(Saved entries)
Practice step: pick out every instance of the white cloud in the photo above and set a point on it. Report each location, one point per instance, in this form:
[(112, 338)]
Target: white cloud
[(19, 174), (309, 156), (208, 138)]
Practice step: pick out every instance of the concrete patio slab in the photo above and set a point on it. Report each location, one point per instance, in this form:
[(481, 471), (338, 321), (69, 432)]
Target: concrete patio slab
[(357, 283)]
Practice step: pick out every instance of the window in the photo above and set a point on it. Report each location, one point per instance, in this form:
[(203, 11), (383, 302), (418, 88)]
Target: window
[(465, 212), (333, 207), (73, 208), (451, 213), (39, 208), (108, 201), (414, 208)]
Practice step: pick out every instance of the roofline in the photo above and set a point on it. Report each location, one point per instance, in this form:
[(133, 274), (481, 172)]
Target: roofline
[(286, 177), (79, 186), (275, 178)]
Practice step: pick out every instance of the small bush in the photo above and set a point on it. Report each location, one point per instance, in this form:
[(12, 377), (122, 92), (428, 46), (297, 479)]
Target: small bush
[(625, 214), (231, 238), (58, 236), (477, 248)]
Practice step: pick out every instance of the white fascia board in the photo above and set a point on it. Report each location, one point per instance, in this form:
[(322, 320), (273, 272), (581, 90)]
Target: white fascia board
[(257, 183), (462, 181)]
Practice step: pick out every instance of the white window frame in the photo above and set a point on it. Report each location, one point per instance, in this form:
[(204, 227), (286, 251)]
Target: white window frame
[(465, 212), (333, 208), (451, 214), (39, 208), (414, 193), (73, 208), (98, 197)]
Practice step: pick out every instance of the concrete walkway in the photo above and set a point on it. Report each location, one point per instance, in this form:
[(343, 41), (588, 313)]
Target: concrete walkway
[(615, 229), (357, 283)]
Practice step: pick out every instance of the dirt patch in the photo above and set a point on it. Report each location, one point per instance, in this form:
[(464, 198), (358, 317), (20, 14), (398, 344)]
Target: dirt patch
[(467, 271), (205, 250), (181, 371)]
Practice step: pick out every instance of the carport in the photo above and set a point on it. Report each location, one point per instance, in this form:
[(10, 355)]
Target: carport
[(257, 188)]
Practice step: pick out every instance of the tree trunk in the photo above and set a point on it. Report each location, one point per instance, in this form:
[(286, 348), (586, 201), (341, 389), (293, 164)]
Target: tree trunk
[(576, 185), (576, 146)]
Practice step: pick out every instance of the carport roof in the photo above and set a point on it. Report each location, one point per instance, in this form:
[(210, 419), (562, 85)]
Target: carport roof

• Activity: Repeat all of the data exactly as given.

• Answer:
Practice step: pick out every instance of the white cloud in the photo above and set a point on it. Report each location, one point per instance, in this form:
[(112, 338)]
Target: white cloud
[(19, 174), (309, 156), (208, 138)]
Practice step: pick out every instance of the concrete patio slab in the photo above and set a point on it. Report each location, one point per instance, in this form:
[(481, 471), (338, 321), (69, 432)]
Target: concrete patio slab
[(357, 283)]
Practice step: pick out every instance of the window in the photo above and set a point on it. Report each location, one point per instance, in this form:
[(203, 11), (383, 302), (418, 88)]
Target: window
[(465, 212), (333, 207), (73, 208), (451, 213), (39, 208), (108, 201), (414, 208)]
Practice step: pick out every instance of the roofline in the photo above and set a point on it. Report each location, one point per instance, in this form:
[(133, 274), (481, 172)]
Target: roofline
[(286, 177), (79, 186), (275, 178)]
Practice step: pick out every instance of the small bush in the photo above and set a point on it. Report each location, one point per instance, in this form:
[(12, 377), (122, 92), (428, 46), (297, 479)]
Target: small bush
[(625, 214), (231, 238), (58, 236), (477, 248)]
Practice step: pick out every instance of the white fascia board in the photo above and set a point on it. Report each location, one point per instance, in this form:
[(322, 320), (273, 272), (581, 90)]
Target: white fascia board
[(257, 183), (462, 181)]
Practice step: pick out every instance of the white window frame in the photo above and set a point on it. Report each location, one point per instance, in this form:
[(204, 227), (286, 251)]
Target: white window frame
[(465, 212), (333, 208), (451, 214), (39, 208), (414, 193), (73, 208), (98, 197)]
Practice step: pick out every instance of the concrete walkway in the photo above and set a point on it. Report each location, one point per instance, in this form:
[(343, 41), (588, 313)]
Target: concrete walkway
[(615, 229), (357, 283)]
Practice step: pick out every instance of the dirt patch in the photo above and set a point on it. Report each location, one point per instance, in this form:
[(464, 198), (358, 317), (20, 14), (398, 344)]
Target: dirt patch
[(467, 271), (205, 250), (181, 371)]
Practice step: pick out every instance of the carport in the photo above and set a point on it. Report each location, one point per instance, in this form:
[(10, 355)]
Target: carport
[(257, 188)]
Practice step: pick out every instance of the tree trunk in the photo above and set a point on it. Report each location, one point per instance, in this form:
[(286, 348), (586, 201), (341, 389), (293, 164)]
Target: tree trunk
[(576, 185), (576, 146)]
Practice step: pick out every instance of the carport roof in the photo above and set a point on it. Report each location, one point per instance, in this form:
[(210, 419), (562, 85)]
Target: carport roof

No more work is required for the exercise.